EXTRACT:
------------------------------------------------

First of all— I want to say that we’re huge fans of Fastmail and really admire
their team and focus. Rob and Neil actually came by for lunch this summer and
hacked in our office for the day. We’ve discussed JMAP back and forth with
them for a while, and specifically had a long thread when we added calendar
endpoints to the Inbox platform. [1]

The fundamental differences between the Inbox APIs and JMAP are the kinds of
applications built with them, the open source code, and the email providers
supported.

The Inbox APIs are really designed to let developers access email data in non-
traditional ways. Our site reads “Say goodbye to IMAP” but we’re not so much
replacing IMAP, as creating a new protocol which liberates email data to a
higher form. We think about email as “the database of your life” which means
unconventional “clients” and access/manipulation patterns.

That’s one of the reasons we have a more REST-inspired design, whereas JMAP is
closer to RPC. The Inbox API endpoints strive to represent canonical objects
that developers simply treat as resources. JMAP is tailored specifically for
traditional email clients, so it excels at fast operations (like archive ->
reload), but compromises in other areas of simplicity and clarity IMHO.

The other main difference is code. The Inbox sync engine is open source with
about 15k lines of code on GitHub.[2] You can run it yourself right now, and
it works on all providers, including Fastmail! That means your users don’t
need to be on any specific provider or backend. If you don’t want to run it
yourself, you can use our hosted version which also includes support for
enterprise environments that use Microsoft Exchange. [3]

I’ve been lurking on the IETF mailing lists for several years now, and one
thing I learned is that spec documents hardly move the world forward.

------------------------------------------------

RECORDS:

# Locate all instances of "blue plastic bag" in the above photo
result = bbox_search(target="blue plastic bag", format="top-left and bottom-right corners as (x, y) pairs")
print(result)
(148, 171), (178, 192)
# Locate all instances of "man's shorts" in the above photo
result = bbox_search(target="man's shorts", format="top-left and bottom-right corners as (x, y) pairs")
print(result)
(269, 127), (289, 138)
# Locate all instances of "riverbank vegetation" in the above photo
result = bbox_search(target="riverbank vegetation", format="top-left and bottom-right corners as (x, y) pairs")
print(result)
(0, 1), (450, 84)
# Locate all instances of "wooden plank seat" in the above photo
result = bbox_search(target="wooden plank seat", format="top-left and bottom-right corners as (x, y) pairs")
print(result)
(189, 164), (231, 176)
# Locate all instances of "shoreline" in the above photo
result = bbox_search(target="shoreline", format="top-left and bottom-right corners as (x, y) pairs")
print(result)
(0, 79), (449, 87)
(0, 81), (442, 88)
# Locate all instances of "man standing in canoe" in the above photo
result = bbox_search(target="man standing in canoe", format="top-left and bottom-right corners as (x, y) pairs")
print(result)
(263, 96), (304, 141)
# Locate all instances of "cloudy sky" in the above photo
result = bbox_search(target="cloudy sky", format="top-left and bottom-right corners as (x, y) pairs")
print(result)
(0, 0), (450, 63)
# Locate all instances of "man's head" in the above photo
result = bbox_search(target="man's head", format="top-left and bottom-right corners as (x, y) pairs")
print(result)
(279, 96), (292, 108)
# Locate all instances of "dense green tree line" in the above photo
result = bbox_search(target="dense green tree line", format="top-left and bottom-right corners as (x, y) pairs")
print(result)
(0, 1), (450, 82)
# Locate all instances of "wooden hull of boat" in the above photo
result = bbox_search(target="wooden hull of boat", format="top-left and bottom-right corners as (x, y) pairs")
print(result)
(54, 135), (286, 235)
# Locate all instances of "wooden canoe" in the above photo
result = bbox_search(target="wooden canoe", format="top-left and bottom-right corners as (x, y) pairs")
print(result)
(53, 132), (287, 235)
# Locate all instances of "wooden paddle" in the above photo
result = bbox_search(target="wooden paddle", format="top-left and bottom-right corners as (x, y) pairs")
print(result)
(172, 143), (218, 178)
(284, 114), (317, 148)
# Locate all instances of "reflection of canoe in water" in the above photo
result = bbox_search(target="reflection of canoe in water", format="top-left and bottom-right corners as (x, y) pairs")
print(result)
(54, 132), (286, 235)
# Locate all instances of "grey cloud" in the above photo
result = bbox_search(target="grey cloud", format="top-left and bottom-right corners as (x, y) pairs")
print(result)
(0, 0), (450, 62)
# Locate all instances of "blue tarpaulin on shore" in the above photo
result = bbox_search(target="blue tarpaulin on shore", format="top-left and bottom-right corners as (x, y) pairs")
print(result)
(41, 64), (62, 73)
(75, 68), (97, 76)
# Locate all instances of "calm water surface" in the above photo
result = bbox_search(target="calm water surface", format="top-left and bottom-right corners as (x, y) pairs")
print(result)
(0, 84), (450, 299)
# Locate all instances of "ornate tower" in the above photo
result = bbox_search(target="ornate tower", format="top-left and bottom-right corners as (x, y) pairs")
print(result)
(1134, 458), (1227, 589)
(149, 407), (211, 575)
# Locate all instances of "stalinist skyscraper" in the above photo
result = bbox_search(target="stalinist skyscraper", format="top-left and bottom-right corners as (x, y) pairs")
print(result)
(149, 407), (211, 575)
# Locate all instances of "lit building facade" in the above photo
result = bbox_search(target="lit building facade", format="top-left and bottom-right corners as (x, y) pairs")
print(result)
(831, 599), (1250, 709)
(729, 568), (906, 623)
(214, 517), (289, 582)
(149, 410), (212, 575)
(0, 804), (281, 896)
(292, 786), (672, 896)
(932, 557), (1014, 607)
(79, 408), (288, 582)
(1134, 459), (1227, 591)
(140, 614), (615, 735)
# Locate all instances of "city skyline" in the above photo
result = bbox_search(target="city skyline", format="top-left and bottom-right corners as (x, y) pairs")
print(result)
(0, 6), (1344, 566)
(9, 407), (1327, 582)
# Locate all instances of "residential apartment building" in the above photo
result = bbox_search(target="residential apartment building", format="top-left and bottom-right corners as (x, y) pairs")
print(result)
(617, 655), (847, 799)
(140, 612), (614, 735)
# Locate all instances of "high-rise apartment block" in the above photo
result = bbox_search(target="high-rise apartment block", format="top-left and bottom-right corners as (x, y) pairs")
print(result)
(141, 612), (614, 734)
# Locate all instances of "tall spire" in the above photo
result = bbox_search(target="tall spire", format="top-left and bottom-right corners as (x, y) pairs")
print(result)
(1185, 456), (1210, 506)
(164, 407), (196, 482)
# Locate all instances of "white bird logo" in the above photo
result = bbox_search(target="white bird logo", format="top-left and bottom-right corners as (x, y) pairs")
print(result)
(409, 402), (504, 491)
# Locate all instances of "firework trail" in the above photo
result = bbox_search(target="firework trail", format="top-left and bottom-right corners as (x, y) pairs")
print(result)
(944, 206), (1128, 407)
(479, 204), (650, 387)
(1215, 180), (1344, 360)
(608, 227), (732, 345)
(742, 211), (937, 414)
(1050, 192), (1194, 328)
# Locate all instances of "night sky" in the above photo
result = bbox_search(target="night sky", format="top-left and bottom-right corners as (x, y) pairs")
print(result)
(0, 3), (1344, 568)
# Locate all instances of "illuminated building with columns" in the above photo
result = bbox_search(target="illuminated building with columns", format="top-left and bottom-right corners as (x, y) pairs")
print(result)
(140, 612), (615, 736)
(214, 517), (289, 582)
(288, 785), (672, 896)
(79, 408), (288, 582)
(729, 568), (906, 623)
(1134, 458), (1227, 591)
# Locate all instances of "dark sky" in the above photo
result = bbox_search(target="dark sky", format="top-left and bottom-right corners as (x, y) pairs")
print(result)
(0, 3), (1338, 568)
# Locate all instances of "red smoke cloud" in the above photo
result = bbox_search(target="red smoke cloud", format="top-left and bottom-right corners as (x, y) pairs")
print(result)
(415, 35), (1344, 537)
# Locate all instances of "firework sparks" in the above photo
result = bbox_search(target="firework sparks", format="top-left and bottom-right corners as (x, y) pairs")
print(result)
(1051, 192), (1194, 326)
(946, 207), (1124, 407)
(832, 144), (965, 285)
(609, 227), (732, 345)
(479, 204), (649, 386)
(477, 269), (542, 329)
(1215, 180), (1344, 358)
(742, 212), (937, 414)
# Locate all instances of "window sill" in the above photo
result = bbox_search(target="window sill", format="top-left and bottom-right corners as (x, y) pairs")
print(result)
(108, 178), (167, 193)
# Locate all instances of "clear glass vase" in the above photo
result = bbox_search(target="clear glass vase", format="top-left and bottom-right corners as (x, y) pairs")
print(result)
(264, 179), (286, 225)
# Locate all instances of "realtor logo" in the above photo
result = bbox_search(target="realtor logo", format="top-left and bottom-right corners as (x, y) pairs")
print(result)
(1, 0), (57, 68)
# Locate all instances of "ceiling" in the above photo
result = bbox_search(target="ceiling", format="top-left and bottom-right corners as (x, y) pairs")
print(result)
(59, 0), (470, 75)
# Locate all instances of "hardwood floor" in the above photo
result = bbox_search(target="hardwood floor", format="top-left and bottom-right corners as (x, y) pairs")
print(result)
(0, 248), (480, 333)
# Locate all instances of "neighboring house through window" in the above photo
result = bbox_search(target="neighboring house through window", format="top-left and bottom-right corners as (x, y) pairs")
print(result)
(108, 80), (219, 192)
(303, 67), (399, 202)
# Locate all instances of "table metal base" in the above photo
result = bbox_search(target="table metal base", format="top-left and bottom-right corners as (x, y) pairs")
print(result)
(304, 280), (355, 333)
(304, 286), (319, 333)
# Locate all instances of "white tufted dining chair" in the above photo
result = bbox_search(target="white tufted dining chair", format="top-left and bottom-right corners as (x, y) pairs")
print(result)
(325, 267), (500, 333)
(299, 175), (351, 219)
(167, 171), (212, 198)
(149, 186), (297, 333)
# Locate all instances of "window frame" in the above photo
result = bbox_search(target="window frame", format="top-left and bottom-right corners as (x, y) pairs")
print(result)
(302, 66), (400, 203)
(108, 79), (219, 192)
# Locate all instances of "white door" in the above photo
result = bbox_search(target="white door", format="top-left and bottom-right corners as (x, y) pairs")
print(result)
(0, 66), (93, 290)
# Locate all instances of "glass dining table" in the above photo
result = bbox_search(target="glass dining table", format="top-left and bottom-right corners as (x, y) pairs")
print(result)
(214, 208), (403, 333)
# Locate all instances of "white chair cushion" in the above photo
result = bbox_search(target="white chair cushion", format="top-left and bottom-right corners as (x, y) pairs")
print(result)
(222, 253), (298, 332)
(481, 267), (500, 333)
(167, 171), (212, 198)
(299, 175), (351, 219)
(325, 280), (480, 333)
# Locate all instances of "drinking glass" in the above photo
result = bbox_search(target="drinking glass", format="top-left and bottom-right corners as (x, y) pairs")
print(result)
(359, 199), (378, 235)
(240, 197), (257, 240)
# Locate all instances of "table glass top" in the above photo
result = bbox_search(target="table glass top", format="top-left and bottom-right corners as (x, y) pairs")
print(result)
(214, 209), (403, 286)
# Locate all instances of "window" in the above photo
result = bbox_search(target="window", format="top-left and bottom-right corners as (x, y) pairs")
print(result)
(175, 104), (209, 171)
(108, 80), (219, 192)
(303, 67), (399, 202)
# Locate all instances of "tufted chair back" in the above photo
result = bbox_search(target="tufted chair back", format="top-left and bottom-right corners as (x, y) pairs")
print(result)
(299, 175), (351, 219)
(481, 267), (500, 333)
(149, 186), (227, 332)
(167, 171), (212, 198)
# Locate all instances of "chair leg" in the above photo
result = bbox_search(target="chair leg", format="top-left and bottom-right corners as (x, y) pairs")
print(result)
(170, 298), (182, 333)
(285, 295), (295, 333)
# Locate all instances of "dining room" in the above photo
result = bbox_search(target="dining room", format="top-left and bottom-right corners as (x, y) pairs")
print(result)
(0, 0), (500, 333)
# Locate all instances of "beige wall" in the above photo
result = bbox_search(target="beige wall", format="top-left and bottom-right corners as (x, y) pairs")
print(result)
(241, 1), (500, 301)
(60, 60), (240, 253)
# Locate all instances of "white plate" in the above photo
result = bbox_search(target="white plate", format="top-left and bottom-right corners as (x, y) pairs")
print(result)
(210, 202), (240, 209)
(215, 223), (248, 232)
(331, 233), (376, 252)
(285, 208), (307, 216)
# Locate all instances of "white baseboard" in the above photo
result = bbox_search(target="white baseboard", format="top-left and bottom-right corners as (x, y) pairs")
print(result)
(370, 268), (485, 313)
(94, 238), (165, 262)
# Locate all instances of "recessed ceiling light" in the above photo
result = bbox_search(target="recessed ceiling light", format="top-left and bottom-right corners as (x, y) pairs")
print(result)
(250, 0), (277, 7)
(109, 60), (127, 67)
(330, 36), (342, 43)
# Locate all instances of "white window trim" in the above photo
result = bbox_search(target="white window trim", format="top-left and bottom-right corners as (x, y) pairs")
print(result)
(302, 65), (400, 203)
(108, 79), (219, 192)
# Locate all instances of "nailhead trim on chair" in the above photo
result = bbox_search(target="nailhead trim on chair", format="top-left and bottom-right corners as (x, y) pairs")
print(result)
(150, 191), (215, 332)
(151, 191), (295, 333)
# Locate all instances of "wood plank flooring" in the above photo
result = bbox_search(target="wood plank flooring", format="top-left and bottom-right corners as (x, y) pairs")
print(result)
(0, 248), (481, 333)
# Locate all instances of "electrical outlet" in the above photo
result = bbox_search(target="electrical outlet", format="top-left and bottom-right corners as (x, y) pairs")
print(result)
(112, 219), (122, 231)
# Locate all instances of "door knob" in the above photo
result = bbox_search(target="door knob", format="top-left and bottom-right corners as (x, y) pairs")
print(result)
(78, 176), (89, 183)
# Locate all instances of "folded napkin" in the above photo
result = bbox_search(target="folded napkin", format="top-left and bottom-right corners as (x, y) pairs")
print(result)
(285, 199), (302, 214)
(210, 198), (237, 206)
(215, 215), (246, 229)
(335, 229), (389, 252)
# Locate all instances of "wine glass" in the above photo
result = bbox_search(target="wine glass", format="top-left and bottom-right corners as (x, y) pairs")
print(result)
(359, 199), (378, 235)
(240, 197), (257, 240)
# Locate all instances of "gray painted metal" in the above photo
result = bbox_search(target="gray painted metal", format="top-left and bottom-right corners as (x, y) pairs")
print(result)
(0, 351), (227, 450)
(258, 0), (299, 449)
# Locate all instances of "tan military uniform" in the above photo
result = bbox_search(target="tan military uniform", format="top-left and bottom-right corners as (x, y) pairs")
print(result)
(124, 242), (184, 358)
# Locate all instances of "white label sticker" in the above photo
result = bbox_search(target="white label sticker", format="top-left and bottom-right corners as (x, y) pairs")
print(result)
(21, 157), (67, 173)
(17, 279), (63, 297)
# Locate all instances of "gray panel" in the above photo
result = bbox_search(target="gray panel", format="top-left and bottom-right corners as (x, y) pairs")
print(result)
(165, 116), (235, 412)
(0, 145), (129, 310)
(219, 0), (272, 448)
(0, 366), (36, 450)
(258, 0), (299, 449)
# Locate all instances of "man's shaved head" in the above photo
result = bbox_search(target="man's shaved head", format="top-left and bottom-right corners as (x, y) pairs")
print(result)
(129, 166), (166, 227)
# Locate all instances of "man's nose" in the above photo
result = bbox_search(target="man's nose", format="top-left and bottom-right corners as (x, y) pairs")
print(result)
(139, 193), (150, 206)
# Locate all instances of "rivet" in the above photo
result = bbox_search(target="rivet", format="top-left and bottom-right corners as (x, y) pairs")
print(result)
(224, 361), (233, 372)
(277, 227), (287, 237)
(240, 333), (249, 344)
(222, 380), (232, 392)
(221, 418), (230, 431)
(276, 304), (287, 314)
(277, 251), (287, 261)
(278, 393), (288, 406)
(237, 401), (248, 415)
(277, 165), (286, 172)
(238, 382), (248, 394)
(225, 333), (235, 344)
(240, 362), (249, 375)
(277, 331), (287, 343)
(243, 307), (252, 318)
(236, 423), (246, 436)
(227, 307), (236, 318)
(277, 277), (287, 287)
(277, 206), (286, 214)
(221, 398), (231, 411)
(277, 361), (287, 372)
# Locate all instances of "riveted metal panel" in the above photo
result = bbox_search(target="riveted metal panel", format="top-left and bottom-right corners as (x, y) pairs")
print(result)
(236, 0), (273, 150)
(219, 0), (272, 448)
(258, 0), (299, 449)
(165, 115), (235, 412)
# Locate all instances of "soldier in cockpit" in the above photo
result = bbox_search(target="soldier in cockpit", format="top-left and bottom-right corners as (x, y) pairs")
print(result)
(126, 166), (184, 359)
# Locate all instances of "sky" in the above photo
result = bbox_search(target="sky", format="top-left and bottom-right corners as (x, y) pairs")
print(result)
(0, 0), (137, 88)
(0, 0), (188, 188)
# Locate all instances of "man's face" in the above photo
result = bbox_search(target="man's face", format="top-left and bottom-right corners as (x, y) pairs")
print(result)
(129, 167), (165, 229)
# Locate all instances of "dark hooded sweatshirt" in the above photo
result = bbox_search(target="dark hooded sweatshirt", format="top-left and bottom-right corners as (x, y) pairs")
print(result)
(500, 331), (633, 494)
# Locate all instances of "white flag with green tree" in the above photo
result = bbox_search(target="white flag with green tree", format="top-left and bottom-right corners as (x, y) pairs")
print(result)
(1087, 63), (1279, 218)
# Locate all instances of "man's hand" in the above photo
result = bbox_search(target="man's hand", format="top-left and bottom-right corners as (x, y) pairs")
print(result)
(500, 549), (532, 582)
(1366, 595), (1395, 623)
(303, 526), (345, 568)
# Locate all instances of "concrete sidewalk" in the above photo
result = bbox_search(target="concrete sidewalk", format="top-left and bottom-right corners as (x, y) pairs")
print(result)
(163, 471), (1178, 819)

------------------------------------------------

EXERCISE TASK A: In the post comparing the Inbox APIs with JMAP, take the part that opens with the words "That’s one of" and closes with "and clarity IMHO.", and write it out again, replacing "RPC" with "remote procedure calls".
EXERCISE TASK B: According to the post comparing the Inbox APIs with JMAP, how much code does the open-source Inbox sync engine have on GitHub?

COMPLETE RESPONSE A:
That’s one of the reasons we have a more REST-inspired design, whereas JMAP is
closer to remote procedure calls. The Inbox API endpoints strive to represent canonical objects
that developers simply treat as resources. JMAP is tailored specifically for
traditional email clients, so it excels at fast operations (like archive ->
reload), but compromises in other areas of simplicity and clarity IMHO.

COMPLETE RESPONSE B: About 15k lines of code.